**Supplied material**.
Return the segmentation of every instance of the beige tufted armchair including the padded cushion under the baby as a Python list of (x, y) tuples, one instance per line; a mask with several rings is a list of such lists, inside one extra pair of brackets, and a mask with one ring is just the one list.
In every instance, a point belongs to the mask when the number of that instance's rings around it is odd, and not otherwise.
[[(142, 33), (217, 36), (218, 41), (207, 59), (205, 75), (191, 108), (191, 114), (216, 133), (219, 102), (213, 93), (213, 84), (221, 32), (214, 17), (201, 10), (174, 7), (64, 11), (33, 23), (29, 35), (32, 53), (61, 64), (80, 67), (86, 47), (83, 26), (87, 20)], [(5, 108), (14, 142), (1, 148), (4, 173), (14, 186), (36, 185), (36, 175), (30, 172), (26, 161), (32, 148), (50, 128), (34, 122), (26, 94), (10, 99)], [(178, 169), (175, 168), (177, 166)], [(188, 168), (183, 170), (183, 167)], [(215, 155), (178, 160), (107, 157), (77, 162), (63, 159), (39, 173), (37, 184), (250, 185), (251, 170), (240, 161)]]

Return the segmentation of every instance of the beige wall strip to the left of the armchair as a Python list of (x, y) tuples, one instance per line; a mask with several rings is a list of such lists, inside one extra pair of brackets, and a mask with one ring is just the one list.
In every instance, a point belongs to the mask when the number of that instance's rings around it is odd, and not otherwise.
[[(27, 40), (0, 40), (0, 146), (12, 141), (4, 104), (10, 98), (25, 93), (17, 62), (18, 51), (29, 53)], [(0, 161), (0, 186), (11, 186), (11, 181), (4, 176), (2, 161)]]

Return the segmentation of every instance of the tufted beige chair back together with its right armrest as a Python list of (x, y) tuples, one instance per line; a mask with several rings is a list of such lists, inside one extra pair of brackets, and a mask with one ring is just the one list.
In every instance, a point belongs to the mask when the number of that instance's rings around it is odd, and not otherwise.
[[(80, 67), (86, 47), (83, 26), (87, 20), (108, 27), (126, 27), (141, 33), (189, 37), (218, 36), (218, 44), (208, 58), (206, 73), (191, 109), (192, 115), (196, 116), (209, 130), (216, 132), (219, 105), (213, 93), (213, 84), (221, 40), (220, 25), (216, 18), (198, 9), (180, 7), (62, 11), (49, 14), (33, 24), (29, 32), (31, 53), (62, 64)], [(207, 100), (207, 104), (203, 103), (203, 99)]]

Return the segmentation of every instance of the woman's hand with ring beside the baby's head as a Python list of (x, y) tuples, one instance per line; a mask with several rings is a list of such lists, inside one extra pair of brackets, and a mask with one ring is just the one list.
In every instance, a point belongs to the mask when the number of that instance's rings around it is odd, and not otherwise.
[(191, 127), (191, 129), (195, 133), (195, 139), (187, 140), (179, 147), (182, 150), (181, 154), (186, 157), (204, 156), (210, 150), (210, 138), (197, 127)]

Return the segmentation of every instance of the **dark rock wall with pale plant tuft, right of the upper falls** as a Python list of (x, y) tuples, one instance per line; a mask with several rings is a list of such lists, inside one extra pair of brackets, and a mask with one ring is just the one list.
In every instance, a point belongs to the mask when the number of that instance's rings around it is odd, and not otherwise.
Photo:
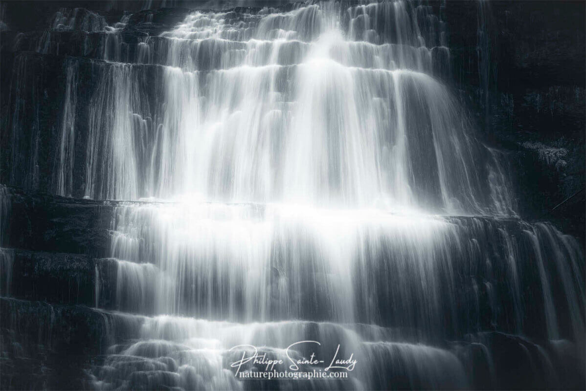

**Requirement**.
Reproduce the listing verbatim, pictures excluded.

**Response to this exercise**.
Return the segmentation of every instance of the beige tufted armchair including the padded cushion under the baby as a Python list of (x, y) tuples, one instance per line; a mask with several rings is a list of such lists, inside one extra pair of brackets, and a mask with one ring is just the one list.
In every instance, a point belongs to the mask when the number of that instance's rings around it is odd, and not otherwise.
[[(142, 33), (217, 36), (218, 41), (207, 59), (205, 75), (191, 108), (191, 114), (216, 133), (219, 102), (213, 93), (213, 84), (221, 32), (214, 17), (201, 10), (174, 7), (64, 11), (33, 23), (29, 35), (32, 53), (61, 64), (80, 67), (86, 47), (83, 26), (87, 20)], [(5, 108), (14, 142), (1, 148), (4, 173), (14, 186), (36, 185), (36, 175), (30, 172), (26, 161), (32, 148), (50, 128), (34, 122), (26, 94), (10, 99)], [(178, 169), (175, 168), (177, 166)], [(188, 168), (183, 170), (183, 167)], [(215, 155), (178, 160), (107, 157), (77, 162), (63, 159), (39, 173), (37, 184), (250, 185), (251, 170), (240, 161)]]

Return the segmentation of every instance of the beige wall strip to the left of the armchair as a Python list of (x, y) tuples, one instance per line; a mask with several rings is a list of such lists, inside one extra pair of brackets, and a mask with one ring is just the one list.
In every instance, a point belongs to the mask when the number of that instance's rings around it is odd, and not otherwise.
[[(27, 40), (0, 40), (0, 146), (12, 141), (4, 104), (10, 98), (25, 93), (17, 62), (18, 51), (29, 53)], [(0, 161), (0, 186), (11, 186), (11, 181), (4, 176), (2, 161)]]

Return the segmentation of every instance of the tufted beige chair back together with its right armrest as a Python list of (x, y) tuples, one instance per line; a mask with several rings is a list of such lists, inside one extra pair of brackets, and a mask with one ring is just the one list.
In every instance, a point belongs to the mask when the number of that instance's rings around it is odd, and not otherwise.
[[(80, 67), (86, 47), (83, 26), (87, 20), (108, 27), (126, 27), (141, 33), (189, 37), (218, 36), (218, 44), (208, 58), (206, 73), (191, 109), (192, 115), (196, 116), (209, 130), (216, 132), (219, 105), (213, 93), (213, 84), (221, 40), (220, 25), (216, 18), (198, 9), (180, 7), (62, 11), (49, 14), (33, 24), (29, 32), (31, 53), (62, 64)], [(207, 100), (207, 104), (203, 103), (203, 99)]]

Return the segmentation of every instance of the woman's hand with ring beside the baby's head as a Python list of (x, y) tuples, one instance per line; a mask with several rings is a list of such lists, inside one extra pair of brackets, and a mask with one ring is just the one list.
In every instance, a point belongs to the mask when the number of that instance's rings around it is odd, and not otherwise.
[(191, 127), (191, 129), (195, 133), (195, 139), (187, 140), (179, 147), (182, 150), (181, 154), (186, 157), (204, 156), (210, 150), (210, 138), (197, 127)]

Return the segmentation of every instance of the **dark rock wall with pale plant tuft, right of the upper falls** as a Python list of (x, y) tuples, one instance per line; a mask with several rings is a list of such lists, inside one extra pair of brackets, and a mask with one ring is just the one list.
In every instance, a point belongs to the mask when the number of that instance's rings around it is odd, and not otherwise.
Photo:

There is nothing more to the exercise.